• [Your assignment]: Transcribe the records below. Leave every word as it is.

• [Supplied records]:
[Start of Attachment]
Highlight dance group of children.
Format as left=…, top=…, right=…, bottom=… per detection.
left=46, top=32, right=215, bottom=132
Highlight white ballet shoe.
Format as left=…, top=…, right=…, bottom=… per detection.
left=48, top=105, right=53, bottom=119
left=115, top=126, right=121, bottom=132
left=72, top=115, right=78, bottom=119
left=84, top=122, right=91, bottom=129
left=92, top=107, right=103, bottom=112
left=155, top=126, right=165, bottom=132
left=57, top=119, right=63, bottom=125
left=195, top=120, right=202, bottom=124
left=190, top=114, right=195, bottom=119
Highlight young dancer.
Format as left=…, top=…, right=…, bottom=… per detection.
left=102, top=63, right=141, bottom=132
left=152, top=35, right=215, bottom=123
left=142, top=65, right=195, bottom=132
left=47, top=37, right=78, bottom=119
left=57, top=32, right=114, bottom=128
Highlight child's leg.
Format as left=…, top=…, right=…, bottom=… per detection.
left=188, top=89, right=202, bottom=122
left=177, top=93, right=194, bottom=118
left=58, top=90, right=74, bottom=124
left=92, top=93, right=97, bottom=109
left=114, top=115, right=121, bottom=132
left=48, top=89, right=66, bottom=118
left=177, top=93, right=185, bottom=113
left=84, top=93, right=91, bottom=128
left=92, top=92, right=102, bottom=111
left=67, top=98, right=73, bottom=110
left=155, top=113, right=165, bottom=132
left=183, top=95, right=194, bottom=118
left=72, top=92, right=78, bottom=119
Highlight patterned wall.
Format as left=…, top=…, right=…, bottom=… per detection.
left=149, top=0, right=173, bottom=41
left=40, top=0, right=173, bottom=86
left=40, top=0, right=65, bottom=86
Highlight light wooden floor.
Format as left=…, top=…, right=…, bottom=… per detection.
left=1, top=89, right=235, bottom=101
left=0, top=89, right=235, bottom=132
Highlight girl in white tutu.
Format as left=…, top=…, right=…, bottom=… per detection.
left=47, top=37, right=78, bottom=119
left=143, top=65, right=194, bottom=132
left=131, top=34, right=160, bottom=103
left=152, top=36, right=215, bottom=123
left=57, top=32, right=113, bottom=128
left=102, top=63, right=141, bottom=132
[End of Attachment]
• [Response]:
Highlight dance group of children.
Format as left=…, top=…, right=…, bottom=… per detection.
left=46, top=32, right=215, bottom=132
Highlight white ballet shoe.
Format as left=…, top=…, right=…, bottom=… per detection.
left=48, top=105, right=53, bottom=119
left=115, top=126, right=121, bottom=132
left=72, top=115, right=78, bottom=119
left=84, top=122, right=91, bottom=129
left=92, top=107, right=103, bottom=112
left=155, top=126, right=165, bottom=132
left=57, top=119, right=63, bottom=125
left=195, top=120, right=202, bottom=124
left=190, top=114, right=195, bottom=119
Highlight young dancer.
Format as left=…, top=…, right=…, bottom=… per detection.
left=102, top=63, right=141, bottom=132
left=152, top=35, right=215, bottom=123
left=142, top=65, right=195, bottom=132
left=47, top=37, right=78, bottom=119
left=57, top=32, right=114, bottom=128
Highlight child's leg.
Format as left=…, top=…, right=…, bottom=… per detection.
left=188, top=89, right=202, bottom=122
left=177, top=93, right=194, bottom=118
left=58, top=90, right=74, bottom=124
left=92, top=93, right=97, bottom=109
left=114, top=115, right=121, bottom=132
left=48, top=89, right=66, bottom=118
left=177, top=93, right=185, bottom=113
left=84, top=93, right=91, bottom=128
left=92, top=92, right=102, bottom=111
left=67, top=98, right=73, bottom=110
left=155, top=113, right=165, bottom=132
left=183, top=95, right=194, bottom=118
left=72, top=92, right=78, bottom=119
Highlight patterned wall.
Format as left=…, top=…, right=…, bottom=… per detection.
left=149, top=0, right=173, bottom=41
left=40, top=0, right=173, bottom=86
left=40, top=0, right=65, bottom=86
Highlight light wooden floor.
Format as left=…, top=…, right=…, bottom=… per detection.
left=1, top=89, right=235, bottom=101
left=0, top=89, right=235, bottom=132
Highlight girl in white tutu.
Format as left=…, top=…, right=…, bottom=… per detection.
left=47, top=37, right=78, bottom=119
left=143, top=65, right=194, bottom=132
left=131, top=34, right=160, bottom=103
left=152, top=36, right=215, bottom=123
left=57, top=32, right=113, bottom=128
left=102, top=63, right=141, bottom=132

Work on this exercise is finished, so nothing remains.